**SUPPLIED PASSAGE:**
========
Colombo, the 1970s TV detective played by Peter Falk, always seemed to be a bumbling and ineffective investigator -- but then, "Oh, just one more thing." With those words he'd ask the question that proved the guilt of his suspect or put key information in perspective. Now the series is a classic of TV detective fiction.
The episode "Murder Under Glass" begins with a look at a preposterously arrogant film critic and TV food star named Paul Girard. Besides posturing about his extensive food knowledge, Girard is obviously engaged in some type of dubious finances, and within minutes of the beginning of the episode, he prepares a vial of toxin from the notorious blowfish -- the Japanese fugu.
When a restaurant owner dies of poison, we -- and Colombo -- know that Girard did it. But HOW? The poison was in a bottle of wine that had not yet been opened when Girard left the victim. Why was the restaurant owner furiously angry with Girard just before his death? What was the motive? Colombo's job is to discover all.
Colombo's investigation involves interviews with a number of other restaurant owners, learning how they too were being victimized by the critic's extortion racket. At each step of the investigation, Colombo is offered delicious and showy delicacies. Galantine of duck with pistachios. A Chinese tea lunch (then unusual, now completely recognizable as Dim Sum.) A Japanese Kaiseki dinner complete with accompanying Geishas -- and then unusual sushi, including fugu. Mushrooms stuffed with crab and bechamel sauce. Eggs in aspic. A beautiful coffee cake. You get the picture: the most over-the-top restaurant dishes of the 1970s were recreated for this purpose. And Colombo appreciates every bite.
After all these interviews, the restaurateurs, Colombo (in a tux instead of his usual ratty raincoat), and Girard all attend a formal banquet for restaurant owners and food writers. A whole series of such dishes are paraded out of the kitchen: a suckling pig, a large platter of lobsters, whole small birds, fish in jellied sauce and many more. Pictures from this scene appear at left.
The final confrontation between Colombo and Girard takes place as Colombo himself prepares an elaborate veal scallopini, explaining each step as he tightens his case and Girard squirms suavely. Girard opens another bottle of wine and tries to repeat his murder scheme. Of course that scheme fails. Colombo switches the glasses and explains to him (and to us, the audience) exactly how the original murder was done.
It's a wonderful visual journey through high level restaurant culture of the 1970s. Before the Food Network. Before New Cuisine of all sorts. Before sushi was available in every small town in America. And before Anton Ego the critic as arrogant as Girard encountered Remy the Rat in Ratatouille. What fun!
========
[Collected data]
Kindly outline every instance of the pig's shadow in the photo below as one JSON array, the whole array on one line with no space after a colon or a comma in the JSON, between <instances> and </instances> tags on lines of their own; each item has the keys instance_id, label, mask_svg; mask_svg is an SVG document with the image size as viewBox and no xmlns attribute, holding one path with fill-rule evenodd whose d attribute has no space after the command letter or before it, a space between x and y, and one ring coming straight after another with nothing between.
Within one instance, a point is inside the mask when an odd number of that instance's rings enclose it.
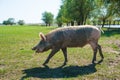
<instances>
[{"instance_id":1,"label":"pig's shadow","mask_svg":"<svg viewBox=\"0 0 120 80\"><path fill-rule=\"evenodd\" d=\"M23 74L26 74L21 78L35 77L35 78L71 78L82 75L89 75L96 72L95 64L89 64L86 66L66 66L66 67L36 67L23 70Z\"/></svg>"}]
</instances>

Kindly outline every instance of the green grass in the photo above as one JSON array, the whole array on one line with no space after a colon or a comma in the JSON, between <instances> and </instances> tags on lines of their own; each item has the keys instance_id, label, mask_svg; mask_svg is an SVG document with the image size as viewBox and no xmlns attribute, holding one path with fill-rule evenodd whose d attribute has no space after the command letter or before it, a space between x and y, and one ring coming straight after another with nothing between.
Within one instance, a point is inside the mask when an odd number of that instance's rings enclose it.
<instances>
[{"instance_id":1,"label":"green grass","mask_svg":"<svg viewBox=\"0 0 120 80\"><path fill-rule=\"evenodd\" d=\"M31 48L40 38L39 32L48 33L56 27L0 26L0 80L114 80L120 79L120 33L105 31L99 43L105 56L101 64L93 65L92 49L68 48L68 63L59 51L42 66L50 50L34 54ZM97 55L97 60L100 56Z\"/></svg>"}]
</instances>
========
**WORK ORDER:** In the passage about the Colombo episode "Murder Under Glass," what does Colombo wear to the formal banquet in place of his usual ratty raincoat?

**ANSWER AREA:** A tux.